* _YOUR TASK_
Give the number of lines in these entries that contain the string "tower", with no further comment.

- - - -

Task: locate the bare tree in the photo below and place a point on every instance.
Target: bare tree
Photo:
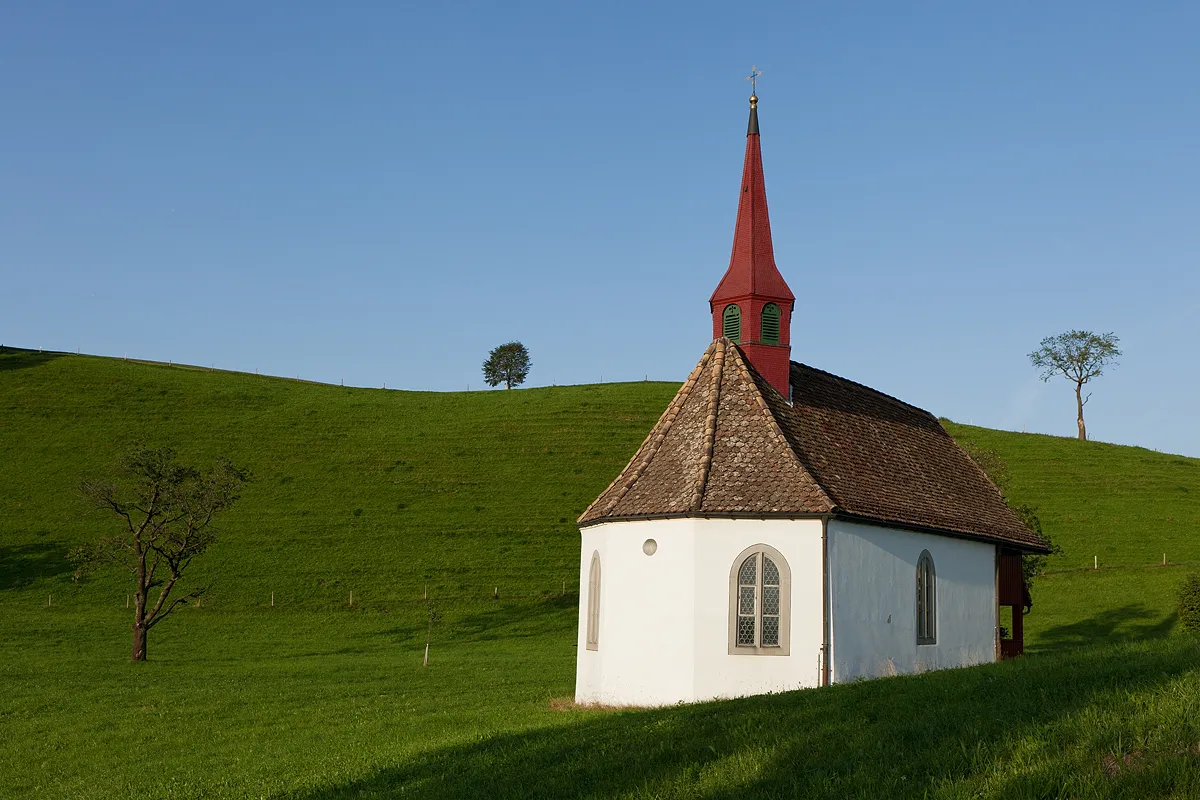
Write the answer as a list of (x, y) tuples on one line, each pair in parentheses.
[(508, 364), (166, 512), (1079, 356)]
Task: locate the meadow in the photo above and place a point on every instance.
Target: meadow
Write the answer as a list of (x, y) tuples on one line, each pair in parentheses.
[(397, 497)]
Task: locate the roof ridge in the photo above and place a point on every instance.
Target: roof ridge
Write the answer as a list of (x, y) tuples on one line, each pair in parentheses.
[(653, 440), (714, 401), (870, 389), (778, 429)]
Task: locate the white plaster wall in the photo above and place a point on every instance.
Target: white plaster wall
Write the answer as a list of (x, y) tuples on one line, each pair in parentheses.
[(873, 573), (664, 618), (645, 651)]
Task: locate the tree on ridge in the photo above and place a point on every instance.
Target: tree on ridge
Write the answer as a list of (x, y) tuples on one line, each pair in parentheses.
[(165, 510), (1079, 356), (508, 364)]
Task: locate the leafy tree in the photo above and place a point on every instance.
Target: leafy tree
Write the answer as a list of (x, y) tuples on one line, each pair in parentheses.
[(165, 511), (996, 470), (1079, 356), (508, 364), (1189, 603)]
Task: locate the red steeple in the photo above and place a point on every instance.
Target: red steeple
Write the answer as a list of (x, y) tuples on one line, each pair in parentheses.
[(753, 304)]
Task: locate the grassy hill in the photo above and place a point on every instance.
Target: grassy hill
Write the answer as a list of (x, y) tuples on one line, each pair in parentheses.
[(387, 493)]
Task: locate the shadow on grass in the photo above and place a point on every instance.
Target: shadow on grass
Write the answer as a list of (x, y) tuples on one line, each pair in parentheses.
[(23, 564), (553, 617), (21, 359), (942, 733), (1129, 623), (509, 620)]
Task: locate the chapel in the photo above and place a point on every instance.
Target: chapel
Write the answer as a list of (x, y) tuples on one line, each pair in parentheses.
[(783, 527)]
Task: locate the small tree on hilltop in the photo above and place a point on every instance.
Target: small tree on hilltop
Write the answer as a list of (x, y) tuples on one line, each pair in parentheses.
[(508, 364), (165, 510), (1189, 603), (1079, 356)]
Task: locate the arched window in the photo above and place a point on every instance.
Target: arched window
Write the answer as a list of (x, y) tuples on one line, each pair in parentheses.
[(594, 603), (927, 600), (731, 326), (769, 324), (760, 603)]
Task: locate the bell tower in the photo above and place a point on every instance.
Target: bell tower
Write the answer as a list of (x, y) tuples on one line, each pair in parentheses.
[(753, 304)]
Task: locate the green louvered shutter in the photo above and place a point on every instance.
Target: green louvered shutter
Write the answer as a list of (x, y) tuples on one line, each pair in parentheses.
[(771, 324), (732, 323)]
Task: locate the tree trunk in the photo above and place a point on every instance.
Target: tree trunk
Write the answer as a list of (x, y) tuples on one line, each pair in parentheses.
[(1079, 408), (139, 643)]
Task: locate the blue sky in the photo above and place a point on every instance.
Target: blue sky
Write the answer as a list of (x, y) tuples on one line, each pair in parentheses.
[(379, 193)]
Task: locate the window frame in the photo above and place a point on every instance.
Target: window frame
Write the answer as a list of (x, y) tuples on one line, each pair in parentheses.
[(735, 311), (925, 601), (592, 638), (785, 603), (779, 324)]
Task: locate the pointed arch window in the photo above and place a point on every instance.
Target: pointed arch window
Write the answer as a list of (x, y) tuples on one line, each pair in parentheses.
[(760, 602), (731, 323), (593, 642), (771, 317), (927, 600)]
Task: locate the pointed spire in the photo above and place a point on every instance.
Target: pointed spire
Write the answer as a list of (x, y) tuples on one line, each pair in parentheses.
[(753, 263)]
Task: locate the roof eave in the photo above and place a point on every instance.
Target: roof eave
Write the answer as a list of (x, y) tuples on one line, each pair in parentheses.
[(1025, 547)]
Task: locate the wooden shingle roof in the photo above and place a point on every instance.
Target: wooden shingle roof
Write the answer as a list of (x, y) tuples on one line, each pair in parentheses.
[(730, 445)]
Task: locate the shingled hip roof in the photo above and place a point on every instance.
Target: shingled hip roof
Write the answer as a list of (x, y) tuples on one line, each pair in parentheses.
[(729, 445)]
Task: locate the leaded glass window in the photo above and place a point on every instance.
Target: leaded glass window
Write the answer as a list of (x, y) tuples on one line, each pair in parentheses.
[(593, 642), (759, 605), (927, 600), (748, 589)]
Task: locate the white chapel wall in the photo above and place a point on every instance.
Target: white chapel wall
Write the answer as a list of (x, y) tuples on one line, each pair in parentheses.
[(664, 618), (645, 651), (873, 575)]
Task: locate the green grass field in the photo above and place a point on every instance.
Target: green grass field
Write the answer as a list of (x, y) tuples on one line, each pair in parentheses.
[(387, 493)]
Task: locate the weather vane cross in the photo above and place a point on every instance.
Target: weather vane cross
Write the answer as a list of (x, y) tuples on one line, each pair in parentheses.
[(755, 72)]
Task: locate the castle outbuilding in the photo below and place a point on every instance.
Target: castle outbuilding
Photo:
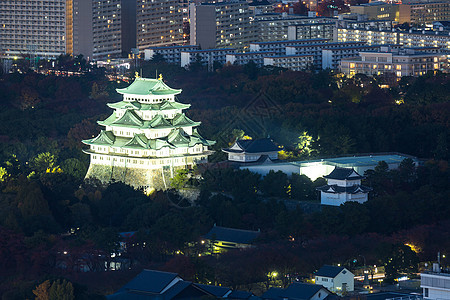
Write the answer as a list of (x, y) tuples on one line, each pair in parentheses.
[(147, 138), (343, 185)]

- - - -

* _EXERCISE OUTPUT_
2